New drug types need careful regulation to reward innovation while protecting patients
In the last month, three drugs in new therapeutic classes have been approved for cardiovascular diseases. Praluent (alirocumab) from Sanofi and Regeneron, and Amgen’s Repatha (evolocumab), are both antibody drugs that inhibit proprotein convertase subtilisin kexin type 9 (PCSK9) with an aim to lower levels of low density lipoprotein (LDL) cholesterol, which is linked to cardiovascular problems. The two drugs have received complementary blessings from regulators: Repatha is approved in Europe, and recommended for approval in the US, whereas Praluent has won US approval, with a recommendation for approval in Europe.
Novartis’s Entresto (a combination of sacubitril and valsartan) adds a new mechanism of lowering blood pressure relating to heart disease. Sacubitril inhibits neprilysin, which is an enzyme that normally destroys blood pressure-raising peptide hormones (among other peptides). Entresto is now approved in the US and on the fast-track for consideration in Europe.
With such riches on offer, it behoves companies to properly demonstrate the efficacy of their drugs
Heart disease and cholesterol management are high risk, high reward markets for drug companies. They are complex conditions, so the likelihood of failure is significant – particularly when investigating new mechanisms of action. And the efficacy bar is set high by existing drugs: statins for cholesterol, and a raft of blood pressure treatments – many of which are effective and cheaply available as generics. But the prize for a company proving that its drug is better than the competition – enough of an improvement to justify the price of a patented drug over a generic one – is potentially huge, given the global number of patients suffering and dying from cardiovascular diseases every year.

> [Directions]: Reproduce the full article on new cardiovascular drugs word for word.

> [Information]:
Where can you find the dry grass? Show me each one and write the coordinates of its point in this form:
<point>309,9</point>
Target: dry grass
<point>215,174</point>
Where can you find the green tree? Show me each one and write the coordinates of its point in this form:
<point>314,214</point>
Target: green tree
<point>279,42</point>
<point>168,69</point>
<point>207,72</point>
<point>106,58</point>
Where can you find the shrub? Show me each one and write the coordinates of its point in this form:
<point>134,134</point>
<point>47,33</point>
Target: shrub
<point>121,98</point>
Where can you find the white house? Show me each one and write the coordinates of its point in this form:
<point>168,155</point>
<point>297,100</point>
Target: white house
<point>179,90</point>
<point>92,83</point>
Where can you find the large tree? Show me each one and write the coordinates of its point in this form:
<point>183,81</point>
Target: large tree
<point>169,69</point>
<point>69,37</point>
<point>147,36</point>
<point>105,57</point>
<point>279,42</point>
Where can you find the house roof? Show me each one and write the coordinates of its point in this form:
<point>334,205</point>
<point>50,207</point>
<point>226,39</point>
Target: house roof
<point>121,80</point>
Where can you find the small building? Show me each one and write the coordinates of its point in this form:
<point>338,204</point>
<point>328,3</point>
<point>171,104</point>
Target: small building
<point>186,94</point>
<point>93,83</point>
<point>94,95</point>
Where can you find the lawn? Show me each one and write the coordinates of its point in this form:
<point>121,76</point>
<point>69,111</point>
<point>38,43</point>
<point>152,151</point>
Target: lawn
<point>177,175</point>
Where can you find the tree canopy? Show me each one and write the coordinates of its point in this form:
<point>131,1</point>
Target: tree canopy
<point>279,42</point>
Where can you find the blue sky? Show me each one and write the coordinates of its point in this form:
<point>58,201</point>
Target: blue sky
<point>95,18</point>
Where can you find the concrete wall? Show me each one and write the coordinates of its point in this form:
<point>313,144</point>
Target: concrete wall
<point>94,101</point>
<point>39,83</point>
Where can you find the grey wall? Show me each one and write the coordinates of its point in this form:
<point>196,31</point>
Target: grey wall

> [Answer to the exercise]:
New drug types need careful regulation to reward innovation while protecting patients
In the last month, three drugs in new therapeutic classes have been approved for cardiovascular diseases. Praluent (alirocumab) from Sanofi and Regeneron, and Amgen’s Repatha (evolocumab), are both antibody drugs that inhibit proprotein convertase subtilisin kexin type 9 (PCSK9) with an aim to lower levels of low density lipoprotein (LDL) cholesterol, which is linked to cardiovascular problems. The two drugs have received complementary blessings from regulators: Repatha is approved in Europe, and recommended for approval in the US, whereas Praluent has won US approval, with a recommendation for approval in Europe.
Novartis’s Entresto (a combination of sacubitril and valsartan) adds a new mechanism of lowering blood pressure relating to heart disease. Sacubitril inhibits neprilysin, which is an enzyme that normally destroys blood pressure-raising peptide hormones (among other peptides). Entresto is now approved in the US and on the fast-track for consideration in Europe.
With such riches on offer, it behoves companies to properly demonstrate the efficacy of their drugs
Heart disease and cholesterol management are high risk, high reward markets for drug companies. They are complex conditions, so the likelihood of failure is significant – particularly when investigating new mechanisms of action. And the efficacy bar is set high by existing drugs: statins for cholesterol, and a raft of blood pressure treatments – many of which are effective and cheaply available as generics. But the prize for a company proving that its drug is better than the competition – enough of an improvement to justify the price of a patented drug over a generic one – is potentially huge, given the global number of patients suffering and dying from cardiovascular diseases every year.